STATED EXERCISE ▸
Which lines in the rows below contain the string "spray", matching case exactly? Copy each of those lines out in full.

SOURCE RECORDS ▸
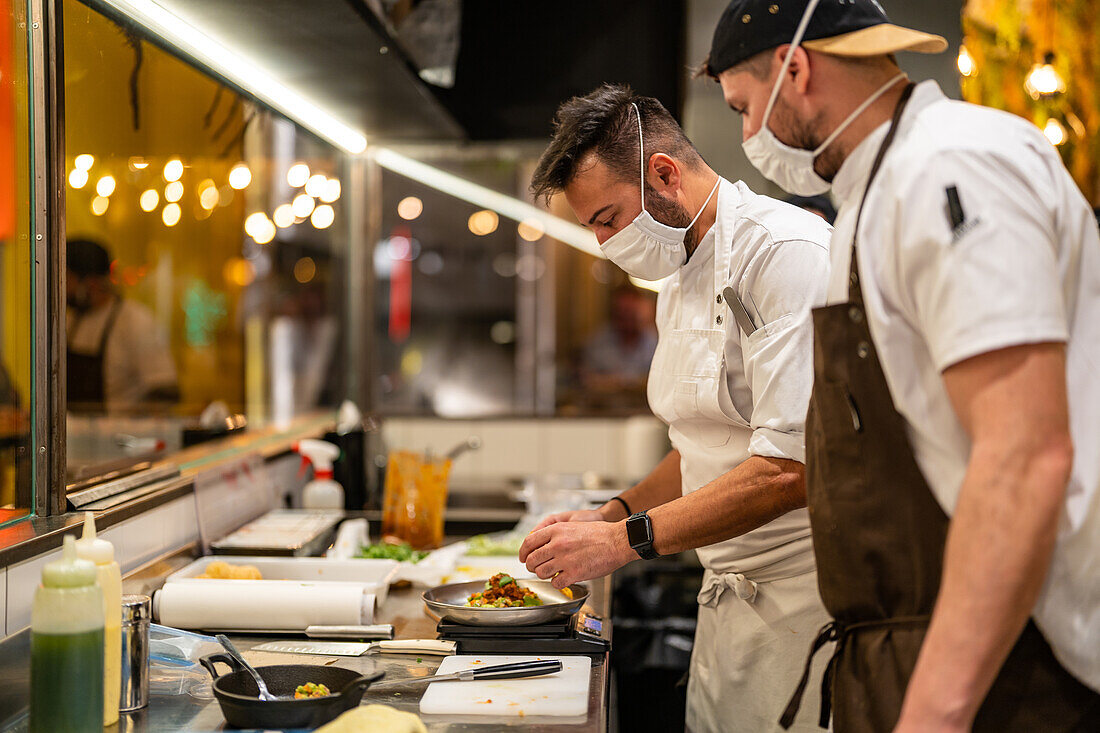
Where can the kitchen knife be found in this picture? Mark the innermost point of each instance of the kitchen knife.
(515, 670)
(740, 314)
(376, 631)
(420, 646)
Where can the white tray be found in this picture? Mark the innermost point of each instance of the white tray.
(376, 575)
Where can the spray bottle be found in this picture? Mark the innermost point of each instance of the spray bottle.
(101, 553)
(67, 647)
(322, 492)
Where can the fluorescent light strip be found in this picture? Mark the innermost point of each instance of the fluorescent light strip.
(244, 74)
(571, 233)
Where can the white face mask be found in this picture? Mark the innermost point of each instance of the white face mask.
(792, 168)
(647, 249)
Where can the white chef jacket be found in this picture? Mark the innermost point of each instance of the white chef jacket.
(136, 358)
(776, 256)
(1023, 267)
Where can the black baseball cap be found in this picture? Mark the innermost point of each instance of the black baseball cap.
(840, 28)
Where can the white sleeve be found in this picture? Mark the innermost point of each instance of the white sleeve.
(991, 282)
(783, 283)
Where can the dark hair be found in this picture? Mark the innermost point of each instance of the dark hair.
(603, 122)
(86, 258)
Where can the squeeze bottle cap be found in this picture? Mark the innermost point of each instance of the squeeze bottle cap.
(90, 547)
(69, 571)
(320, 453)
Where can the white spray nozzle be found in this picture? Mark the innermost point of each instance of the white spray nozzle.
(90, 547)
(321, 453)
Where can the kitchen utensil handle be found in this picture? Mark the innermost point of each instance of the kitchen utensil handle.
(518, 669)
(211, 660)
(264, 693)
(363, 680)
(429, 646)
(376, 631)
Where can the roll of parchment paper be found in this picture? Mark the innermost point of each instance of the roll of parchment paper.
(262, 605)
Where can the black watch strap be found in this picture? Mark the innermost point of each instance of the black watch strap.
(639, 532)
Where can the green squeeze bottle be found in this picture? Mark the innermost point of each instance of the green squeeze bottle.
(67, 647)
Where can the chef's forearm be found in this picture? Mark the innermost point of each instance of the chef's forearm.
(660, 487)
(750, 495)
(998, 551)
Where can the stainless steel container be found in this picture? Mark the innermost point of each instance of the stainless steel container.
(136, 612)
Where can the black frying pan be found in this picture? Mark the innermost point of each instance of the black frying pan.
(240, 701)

==

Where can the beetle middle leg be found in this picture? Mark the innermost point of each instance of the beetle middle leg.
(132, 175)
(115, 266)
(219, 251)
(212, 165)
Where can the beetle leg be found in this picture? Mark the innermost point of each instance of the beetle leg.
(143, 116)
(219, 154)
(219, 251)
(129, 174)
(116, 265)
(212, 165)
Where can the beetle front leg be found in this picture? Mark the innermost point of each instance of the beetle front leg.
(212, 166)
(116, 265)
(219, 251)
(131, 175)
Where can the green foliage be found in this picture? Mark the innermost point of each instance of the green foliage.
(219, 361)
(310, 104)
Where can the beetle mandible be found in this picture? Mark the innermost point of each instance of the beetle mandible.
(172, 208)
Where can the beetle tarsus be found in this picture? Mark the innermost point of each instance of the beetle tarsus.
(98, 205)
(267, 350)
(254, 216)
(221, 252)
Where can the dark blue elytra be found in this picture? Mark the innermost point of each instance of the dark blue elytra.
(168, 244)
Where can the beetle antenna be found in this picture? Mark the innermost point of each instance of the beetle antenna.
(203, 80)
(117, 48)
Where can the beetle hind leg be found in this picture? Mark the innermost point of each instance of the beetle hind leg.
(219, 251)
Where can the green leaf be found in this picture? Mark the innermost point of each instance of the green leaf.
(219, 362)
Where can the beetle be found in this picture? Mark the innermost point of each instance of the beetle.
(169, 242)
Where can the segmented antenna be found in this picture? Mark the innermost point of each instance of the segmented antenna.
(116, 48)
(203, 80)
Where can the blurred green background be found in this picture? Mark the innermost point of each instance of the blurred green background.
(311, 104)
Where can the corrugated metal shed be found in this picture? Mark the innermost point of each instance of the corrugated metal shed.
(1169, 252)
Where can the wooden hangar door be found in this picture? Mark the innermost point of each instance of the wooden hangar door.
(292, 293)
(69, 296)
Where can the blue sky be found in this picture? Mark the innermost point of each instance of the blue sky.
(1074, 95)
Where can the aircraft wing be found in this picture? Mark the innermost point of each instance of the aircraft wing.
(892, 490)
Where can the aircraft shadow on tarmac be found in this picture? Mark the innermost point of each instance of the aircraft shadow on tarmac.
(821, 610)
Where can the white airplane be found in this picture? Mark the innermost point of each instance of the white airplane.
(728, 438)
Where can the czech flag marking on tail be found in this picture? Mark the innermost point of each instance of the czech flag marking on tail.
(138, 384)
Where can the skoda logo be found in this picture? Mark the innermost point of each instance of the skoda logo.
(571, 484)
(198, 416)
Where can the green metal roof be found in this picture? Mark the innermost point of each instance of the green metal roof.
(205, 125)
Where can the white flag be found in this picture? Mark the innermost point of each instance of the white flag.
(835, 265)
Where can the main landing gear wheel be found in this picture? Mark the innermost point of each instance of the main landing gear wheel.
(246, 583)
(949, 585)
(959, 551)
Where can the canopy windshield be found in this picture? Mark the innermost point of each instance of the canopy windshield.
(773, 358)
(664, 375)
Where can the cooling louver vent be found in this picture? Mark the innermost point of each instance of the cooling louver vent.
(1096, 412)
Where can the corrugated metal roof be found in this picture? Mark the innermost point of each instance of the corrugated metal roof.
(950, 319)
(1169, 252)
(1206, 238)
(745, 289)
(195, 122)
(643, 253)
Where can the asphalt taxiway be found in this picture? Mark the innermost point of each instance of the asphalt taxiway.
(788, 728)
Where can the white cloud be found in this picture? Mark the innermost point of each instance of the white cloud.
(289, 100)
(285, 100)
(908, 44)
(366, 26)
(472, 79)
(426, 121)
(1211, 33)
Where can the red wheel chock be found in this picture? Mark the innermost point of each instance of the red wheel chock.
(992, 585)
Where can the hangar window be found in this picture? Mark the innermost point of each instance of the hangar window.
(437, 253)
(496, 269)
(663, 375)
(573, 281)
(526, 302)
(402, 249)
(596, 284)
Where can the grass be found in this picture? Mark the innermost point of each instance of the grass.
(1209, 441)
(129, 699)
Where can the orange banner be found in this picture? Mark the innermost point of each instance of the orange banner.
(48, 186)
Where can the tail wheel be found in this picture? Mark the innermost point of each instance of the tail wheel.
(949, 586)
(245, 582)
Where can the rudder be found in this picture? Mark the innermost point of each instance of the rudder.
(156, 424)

--

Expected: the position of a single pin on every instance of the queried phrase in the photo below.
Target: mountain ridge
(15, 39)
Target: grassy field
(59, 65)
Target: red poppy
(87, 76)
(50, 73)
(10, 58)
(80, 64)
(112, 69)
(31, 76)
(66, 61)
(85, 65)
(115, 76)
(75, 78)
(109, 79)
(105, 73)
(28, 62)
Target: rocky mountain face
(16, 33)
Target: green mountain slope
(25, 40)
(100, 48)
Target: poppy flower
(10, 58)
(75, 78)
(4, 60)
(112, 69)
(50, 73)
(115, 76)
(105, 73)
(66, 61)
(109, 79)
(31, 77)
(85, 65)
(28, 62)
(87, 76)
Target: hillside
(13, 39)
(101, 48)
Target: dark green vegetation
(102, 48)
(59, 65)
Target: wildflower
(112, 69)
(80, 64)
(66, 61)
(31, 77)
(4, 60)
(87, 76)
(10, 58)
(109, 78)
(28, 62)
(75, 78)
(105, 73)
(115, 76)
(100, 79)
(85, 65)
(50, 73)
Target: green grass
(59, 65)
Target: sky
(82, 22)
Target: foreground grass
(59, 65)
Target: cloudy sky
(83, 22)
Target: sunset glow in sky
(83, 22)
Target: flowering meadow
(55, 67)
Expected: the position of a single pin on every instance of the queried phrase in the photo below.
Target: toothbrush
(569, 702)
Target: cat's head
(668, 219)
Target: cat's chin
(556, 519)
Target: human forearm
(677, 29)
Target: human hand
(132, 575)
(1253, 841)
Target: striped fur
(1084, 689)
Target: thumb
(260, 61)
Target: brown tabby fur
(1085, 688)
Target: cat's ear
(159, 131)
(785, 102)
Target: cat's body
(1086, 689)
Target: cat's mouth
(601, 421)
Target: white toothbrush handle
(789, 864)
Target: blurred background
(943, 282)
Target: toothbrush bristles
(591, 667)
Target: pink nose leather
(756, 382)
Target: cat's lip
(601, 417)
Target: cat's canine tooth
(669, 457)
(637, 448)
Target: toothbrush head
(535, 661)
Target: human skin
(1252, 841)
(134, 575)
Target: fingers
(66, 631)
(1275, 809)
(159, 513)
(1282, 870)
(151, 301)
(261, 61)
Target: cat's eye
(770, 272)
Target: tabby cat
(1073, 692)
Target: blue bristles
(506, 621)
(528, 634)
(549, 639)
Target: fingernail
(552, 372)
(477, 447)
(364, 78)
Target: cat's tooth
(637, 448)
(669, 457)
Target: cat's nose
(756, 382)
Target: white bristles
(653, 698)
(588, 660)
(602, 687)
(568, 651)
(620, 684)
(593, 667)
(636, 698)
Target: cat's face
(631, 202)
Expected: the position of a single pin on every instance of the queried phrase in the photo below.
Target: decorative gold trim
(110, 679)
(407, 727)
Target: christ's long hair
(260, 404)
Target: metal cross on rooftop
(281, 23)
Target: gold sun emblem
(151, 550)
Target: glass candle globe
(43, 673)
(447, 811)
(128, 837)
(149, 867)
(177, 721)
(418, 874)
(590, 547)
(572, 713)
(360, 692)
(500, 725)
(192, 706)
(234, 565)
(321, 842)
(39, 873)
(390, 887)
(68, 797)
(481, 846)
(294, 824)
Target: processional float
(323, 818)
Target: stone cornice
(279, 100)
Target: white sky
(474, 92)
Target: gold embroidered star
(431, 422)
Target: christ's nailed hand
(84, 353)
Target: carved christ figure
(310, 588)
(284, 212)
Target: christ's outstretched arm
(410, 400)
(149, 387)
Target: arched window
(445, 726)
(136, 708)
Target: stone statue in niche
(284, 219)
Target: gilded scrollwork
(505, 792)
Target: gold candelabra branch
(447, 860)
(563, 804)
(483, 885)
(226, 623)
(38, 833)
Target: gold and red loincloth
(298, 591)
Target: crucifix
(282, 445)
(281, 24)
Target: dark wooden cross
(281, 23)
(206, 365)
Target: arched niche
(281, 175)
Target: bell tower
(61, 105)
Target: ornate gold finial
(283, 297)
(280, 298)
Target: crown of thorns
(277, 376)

RIGHT ANSWER ▸
Where can the spray bottle be found in this picture? Mark the innermost point of each instance of the spray bottle.
Where can the white spray nozzle be found in this picture? Mark the innermost point of each instance of the white spray nozzle.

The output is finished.